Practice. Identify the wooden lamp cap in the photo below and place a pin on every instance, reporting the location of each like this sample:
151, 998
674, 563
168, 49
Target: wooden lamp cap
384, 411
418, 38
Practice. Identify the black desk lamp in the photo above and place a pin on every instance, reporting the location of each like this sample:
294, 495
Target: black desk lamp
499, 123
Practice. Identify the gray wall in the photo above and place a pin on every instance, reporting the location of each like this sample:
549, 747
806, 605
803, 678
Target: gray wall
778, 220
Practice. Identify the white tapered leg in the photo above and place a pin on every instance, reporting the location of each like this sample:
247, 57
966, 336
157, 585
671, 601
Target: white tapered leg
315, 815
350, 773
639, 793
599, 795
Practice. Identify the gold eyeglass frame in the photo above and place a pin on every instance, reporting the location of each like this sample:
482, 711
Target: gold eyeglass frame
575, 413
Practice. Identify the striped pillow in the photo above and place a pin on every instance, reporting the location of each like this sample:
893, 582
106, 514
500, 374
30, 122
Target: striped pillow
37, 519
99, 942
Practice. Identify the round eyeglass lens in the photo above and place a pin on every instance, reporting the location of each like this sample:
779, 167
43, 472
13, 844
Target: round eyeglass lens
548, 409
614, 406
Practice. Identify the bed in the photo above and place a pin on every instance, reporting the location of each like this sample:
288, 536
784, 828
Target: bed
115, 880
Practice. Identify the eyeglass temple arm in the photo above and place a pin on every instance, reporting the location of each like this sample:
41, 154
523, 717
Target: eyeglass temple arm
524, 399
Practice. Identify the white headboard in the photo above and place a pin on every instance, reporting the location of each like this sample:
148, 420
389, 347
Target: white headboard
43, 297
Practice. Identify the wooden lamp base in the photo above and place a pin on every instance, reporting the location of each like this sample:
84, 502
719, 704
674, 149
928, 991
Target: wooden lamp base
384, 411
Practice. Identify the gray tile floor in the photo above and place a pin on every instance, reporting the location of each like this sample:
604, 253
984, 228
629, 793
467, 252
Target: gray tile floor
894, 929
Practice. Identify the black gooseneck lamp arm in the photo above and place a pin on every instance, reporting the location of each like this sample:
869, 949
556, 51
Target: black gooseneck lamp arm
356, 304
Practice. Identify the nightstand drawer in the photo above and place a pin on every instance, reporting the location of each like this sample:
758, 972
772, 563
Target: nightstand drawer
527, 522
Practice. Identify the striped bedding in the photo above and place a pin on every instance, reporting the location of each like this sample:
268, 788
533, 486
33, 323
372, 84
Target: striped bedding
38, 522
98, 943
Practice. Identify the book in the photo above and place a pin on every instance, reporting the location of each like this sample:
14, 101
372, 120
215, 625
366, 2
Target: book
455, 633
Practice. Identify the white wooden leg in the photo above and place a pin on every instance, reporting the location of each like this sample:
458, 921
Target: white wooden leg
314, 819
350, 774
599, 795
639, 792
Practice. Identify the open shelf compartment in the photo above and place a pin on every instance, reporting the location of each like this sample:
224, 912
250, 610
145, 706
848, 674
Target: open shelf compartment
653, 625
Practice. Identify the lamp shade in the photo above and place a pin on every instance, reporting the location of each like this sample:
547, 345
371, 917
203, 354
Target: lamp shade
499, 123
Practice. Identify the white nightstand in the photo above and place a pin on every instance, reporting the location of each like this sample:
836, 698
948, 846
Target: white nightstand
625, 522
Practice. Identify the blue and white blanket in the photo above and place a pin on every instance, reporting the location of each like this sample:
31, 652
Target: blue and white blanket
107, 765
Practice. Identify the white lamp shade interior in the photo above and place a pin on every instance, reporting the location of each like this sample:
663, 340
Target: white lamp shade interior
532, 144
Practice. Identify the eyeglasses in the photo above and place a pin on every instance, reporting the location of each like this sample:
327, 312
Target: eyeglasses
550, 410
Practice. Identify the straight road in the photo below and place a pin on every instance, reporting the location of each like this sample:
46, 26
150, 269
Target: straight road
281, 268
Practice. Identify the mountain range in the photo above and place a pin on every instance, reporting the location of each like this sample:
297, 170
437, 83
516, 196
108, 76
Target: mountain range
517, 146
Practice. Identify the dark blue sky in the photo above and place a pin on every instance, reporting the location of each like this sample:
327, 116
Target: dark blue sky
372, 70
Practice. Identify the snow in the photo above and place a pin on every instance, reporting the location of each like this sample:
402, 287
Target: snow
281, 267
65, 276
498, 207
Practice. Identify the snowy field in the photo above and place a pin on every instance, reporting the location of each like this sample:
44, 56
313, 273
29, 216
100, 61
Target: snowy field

= = =

__Aim__
Return every one of the lines above verbatim, with no changes.

__Exercise answer__
Practice. Identify the wooden lamp cap in the photo below and place a pin on every instance, reporting the location of each like this sample:
151, 998
674, 563
168, 49
Target: wooden lamp cap
384, 411
418, 38
Practice. Identify the black desk lamp in the photo above and place a pin on every instance, reporting the location of each like this sample:
294, 495
Target: black desk lamp
499, 123
Practice. Identify the gray wall in the photo above and place a pin on every instance, reporting the location of each like this sample:
549, 747
806, 605
803, 678
Target: gray wall
778, 220
Practice. Identify the white tapered leg in the photo above and place a pin on every instance, reporting the location of each like this sample:
247, 57
966, 336
157, 585
671, 601
Target: white tapered leg
315, 815
350, 773
639, 793
599, 795
Practice. Identify the gold eyeglass frame in the photo above and place a pin on every instance, reporting the location of each like this sample:
482, 711
Target: gold eyeglass frame
575, 413
Practice. Identify the striped pillow in the photo above and place a pin on every instance, reporting the location of each like this sample:
893, 582
106, 514
500, 374
30, 122
Target: striped pillow
37, 519
99, 942
Practice. Identify the round eyeglass lens in the photo above and place a pin on every instance, reporting the location of each like this sample:
779, 167
43, 472
13, 844
Target: round eyeglass lens
548, 409
614, 406
Practice. Identify the bed in the photo above and place a pin on every instance, reporting the location of each like this sample:
288, 536
784, 828
Target: bed
115, 880
Practice. Identify the eyeglass temple arm in the photo above and place a pin on every instance, reporting the location of each like this sample:
41, 154
523, 717
Target: eyeglass temple arm
524, 399
Practice. Identify the white headboard in the photo above and place a pin on every instance, reporting the location of each like this sample:
148, 420
389, 347
Target: white headboard
43, 297
Practice. Identify the wooden lamp base in the photo above and place a pin on every instance, reporting the location of each like this sample:
84, 502
719, 704
674, 149
928, 991
Target: wooden lamp base
384, 411
Practice. Identify the gray tile floor in the photo above and place a pin on every instance, reporting the location of each like this sample:
604, 253
984, 228
629, 793
467, 252
Target: gray tile floor
894, 929
Practice. Identify the black gooseneck lamp arm in the photo above and place a pin on every instance, reporting the location of each like this sample:
869, 949
556, 51
Target: black gooseneck lamp arm
356, 304
Practice. Identify the nightstand drawer in the photo above and place a pin on every instance, reporting the location of each like this sample:
758, 972
772, 563
Target: nightstand drawer
527, 522
Practice. Identify the striped bedding in the photo above and place a pin on every instance, reporting the location of each like this sample:
268, 788
533, 486
33, 323
372, 84
Target: striped bedding
38, 522
98, 943
Practice. Identify the book in the photo above and place a pin on every instance, reporting the location of each like this sample:
14, 101
372, 120
215, 625
366, 2
Target: book
455, 633
Practice. Identify the white wooden leg in the photo above and place a pin on every instance, reporting the location of each like this sample:
458, 921
Target: white wooden leg
314, 819
350, 774
599, 795
639, 792
Practice. Identify the open shelf compartment in the photo above and place a pin on every instance, reporting the location of each like this sample:
224, 912
250, 610
145, 706
848, 674
Target: open shelf compartment
653, 625
Practice. Identify the lamp shade in the photo above and place a pin on every instance, reporting the location of each like this sample:
547, 345
371, 917
203, 354
Target: lamp shade
499, 123
Practice. Identify the white nightstand in the photo above and place a pin on every instance, reporting the location of each like this sample:
836, 698
948, 846
Target: white nightstand
625, 522
Practice. Identify the blue and white blanket in the photo above and place a pin on every instance, reporting the location of each like this sample:
31, 652
Target: blue and white blanket
107, 765
Practice. Identify the white lamp shade interior in the photo above and place a pin on every instance, reporting the location of each like this sample:
663, 340
Target: white lamp shade interior
532, 144
Practice. Identify the eyeglasses in the photo above and place a pin on every instance, reporting the location of each like this sample:
327, 312
Target: eyeglasses
550, 410
Practice. Identify the straight road in the photo below and place a pin on every instance, reporting the location of each like this sample:
46, 26
150, 269
Target: straight road
281, 268
Practice. Identify the mountain range in the photo above and place a pin on every instance, reporting the location of each like this sample:
297, 170
437, 83
516, 196
108, 76
Target: mountain range
517, 146
Practice. Identify the dark blue sky in the photo above and place a pin on every instance, reporting the location of each like this sample:
327, 116
Target: dark blue sky
372, 70
Practice. Identify the snow in the photo above and place a pin on every instance, reporting the location of each like this sample:
402, 287
Target: snow
281, 267
65, 276
498, 207
Practice. Identify the snowy field in the photo above and place a pin on every instance, reporting the location of each like this sample:
44, 56
313, 273
29, 216
100, 61
Target: snowy field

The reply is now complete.